» **Given request**:
Format the lines below as a numbered list, beginning at the line that contains "The component shall return one point per instance of the black" and running through the final line of the items. Leave out any blank lines.

» **Input data**:
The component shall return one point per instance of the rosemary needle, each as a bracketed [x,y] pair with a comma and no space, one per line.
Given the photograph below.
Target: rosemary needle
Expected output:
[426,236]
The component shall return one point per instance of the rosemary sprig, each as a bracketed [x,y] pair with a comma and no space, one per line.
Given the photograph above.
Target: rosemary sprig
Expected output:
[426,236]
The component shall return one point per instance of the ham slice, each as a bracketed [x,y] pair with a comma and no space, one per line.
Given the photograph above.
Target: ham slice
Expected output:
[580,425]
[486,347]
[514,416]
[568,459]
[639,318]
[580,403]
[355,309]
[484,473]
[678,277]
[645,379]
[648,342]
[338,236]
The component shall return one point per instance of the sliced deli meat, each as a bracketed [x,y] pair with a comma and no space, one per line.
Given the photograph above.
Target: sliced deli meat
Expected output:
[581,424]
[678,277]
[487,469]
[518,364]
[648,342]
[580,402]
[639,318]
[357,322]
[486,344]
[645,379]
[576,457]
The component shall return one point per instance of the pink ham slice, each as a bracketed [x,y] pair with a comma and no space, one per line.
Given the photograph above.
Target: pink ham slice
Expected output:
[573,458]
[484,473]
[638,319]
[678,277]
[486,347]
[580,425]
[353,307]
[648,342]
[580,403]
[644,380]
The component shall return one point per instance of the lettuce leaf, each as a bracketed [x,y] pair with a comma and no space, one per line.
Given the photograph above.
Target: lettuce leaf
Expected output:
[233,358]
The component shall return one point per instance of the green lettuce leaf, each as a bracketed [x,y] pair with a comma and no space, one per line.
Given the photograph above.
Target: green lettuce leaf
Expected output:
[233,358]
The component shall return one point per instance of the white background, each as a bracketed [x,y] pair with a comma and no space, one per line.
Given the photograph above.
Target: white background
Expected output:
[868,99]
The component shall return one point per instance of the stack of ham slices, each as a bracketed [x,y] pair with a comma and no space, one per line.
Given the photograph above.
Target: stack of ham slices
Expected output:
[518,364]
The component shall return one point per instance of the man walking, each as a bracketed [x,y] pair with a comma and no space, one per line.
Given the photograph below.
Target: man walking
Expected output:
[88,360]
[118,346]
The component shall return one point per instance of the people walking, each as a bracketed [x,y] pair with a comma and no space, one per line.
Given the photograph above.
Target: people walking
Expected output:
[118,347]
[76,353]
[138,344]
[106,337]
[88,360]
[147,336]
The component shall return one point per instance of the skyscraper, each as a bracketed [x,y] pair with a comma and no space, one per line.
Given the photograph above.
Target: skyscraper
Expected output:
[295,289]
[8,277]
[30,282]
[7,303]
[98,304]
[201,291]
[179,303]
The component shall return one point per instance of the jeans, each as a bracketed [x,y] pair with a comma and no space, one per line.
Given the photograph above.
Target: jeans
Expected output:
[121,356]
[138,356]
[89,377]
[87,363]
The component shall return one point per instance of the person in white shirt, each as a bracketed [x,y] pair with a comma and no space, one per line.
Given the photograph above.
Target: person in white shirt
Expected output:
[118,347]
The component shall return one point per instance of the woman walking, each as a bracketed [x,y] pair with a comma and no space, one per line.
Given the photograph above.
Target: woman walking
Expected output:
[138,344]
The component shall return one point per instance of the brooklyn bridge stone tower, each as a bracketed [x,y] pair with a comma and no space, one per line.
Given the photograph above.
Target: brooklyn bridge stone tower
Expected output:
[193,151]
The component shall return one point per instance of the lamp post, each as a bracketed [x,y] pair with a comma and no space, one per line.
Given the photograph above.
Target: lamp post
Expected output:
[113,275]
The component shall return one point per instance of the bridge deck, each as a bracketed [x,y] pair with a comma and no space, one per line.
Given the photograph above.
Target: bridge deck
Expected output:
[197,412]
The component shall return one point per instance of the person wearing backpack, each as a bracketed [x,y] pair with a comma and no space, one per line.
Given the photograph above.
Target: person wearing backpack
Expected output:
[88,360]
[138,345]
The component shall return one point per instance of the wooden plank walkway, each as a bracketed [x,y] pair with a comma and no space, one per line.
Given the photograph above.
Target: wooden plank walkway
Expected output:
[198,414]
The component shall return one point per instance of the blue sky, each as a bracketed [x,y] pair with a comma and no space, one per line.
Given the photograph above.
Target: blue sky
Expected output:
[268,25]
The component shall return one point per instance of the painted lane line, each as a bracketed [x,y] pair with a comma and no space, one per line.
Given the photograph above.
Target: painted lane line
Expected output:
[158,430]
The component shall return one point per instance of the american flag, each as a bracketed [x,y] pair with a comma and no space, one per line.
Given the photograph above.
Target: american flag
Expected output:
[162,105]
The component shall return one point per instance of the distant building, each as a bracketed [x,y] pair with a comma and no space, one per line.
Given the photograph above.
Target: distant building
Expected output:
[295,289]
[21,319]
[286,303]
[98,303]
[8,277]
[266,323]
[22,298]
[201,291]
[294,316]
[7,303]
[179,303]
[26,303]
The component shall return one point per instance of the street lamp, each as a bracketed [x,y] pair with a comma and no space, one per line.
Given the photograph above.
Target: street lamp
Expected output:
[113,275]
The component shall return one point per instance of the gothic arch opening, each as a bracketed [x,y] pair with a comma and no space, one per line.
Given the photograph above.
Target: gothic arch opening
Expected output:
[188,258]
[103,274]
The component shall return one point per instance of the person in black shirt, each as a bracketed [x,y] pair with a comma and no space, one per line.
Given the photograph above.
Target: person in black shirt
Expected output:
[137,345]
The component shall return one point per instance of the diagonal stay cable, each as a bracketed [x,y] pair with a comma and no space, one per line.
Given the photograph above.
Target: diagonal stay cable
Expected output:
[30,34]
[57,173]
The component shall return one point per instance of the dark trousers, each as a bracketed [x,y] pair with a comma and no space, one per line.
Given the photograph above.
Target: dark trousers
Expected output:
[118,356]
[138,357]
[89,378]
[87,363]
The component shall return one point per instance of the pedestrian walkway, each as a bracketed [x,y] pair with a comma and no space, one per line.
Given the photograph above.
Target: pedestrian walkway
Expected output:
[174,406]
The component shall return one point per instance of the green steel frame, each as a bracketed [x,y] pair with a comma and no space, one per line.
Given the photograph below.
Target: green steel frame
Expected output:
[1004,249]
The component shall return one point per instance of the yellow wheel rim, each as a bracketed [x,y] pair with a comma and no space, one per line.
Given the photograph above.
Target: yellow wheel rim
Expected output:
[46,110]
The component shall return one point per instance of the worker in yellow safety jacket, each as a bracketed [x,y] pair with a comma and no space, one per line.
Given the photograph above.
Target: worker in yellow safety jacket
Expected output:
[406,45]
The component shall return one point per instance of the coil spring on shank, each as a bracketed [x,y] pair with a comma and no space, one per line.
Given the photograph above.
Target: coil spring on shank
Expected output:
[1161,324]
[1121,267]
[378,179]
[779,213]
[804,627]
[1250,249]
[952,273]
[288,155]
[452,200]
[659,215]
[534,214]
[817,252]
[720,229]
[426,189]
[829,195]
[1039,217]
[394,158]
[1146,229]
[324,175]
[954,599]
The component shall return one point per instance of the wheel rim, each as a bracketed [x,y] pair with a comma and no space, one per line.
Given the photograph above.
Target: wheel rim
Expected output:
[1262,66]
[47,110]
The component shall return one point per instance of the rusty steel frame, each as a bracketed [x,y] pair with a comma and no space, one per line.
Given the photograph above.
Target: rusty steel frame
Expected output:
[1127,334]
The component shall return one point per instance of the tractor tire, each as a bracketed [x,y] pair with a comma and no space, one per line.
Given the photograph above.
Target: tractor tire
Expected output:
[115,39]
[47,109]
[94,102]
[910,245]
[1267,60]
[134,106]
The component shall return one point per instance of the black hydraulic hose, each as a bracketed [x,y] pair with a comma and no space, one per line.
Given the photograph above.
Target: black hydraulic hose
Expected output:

» **Written response**:
1. The component shall return one point per instance of the black hydraulic hose, each as a bracketed [x,y] pair with a comma and no space, one per line.
2. Given the photograph above.
3. Target: black hydraulic hose
4. Expected output:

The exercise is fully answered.